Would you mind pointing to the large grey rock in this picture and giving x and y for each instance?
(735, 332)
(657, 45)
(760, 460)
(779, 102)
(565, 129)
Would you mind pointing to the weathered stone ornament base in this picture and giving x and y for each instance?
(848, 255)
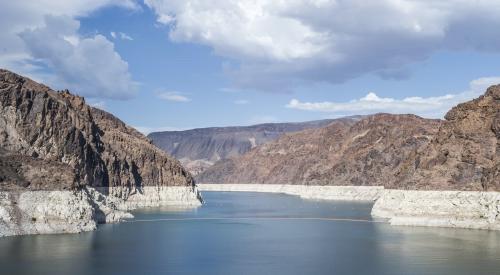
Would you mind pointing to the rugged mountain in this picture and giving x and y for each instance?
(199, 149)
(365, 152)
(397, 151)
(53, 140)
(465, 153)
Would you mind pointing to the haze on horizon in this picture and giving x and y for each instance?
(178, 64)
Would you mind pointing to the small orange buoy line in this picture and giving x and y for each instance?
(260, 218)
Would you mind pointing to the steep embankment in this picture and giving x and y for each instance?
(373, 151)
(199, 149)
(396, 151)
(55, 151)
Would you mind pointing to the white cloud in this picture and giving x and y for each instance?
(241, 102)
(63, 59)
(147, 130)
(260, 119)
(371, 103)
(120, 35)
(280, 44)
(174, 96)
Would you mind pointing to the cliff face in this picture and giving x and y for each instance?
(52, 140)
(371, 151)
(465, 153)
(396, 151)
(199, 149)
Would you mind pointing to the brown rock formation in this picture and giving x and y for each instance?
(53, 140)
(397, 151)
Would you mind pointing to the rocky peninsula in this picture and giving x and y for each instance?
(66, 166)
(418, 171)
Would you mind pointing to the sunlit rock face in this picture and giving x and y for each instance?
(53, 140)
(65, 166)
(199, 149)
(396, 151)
==
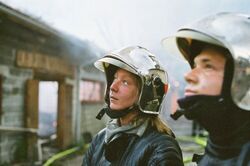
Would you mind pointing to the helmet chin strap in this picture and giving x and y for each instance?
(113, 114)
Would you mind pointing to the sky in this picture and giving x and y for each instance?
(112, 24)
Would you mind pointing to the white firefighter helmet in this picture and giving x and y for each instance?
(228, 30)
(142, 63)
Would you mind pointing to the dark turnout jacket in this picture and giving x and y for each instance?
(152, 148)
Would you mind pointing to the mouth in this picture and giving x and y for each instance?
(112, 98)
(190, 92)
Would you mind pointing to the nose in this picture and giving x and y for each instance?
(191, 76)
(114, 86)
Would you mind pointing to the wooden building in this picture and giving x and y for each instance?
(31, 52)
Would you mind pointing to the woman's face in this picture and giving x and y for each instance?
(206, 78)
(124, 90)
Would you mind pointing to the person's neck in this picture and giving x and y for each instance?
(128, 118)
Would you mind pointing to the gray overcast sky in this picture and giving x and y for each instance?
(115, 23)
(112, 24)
---
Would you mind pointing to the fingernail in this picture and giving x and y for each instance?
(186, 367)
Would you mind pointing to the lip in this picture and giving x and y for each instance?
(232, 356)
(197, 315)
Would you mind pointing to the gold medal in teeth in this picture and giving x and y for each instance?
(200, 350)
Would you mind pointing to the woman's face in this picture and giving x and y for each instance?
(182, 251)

PROBLEM ▸ Which lines in the items above contain the word "white"? List each of those lines in full.

RESULT ▸
Would you mind pointing to the white cloud in this picture and giving x and y for each instance?
Would you mind pointing to the white firefighter helmet in this picture and giving x and y for each instance?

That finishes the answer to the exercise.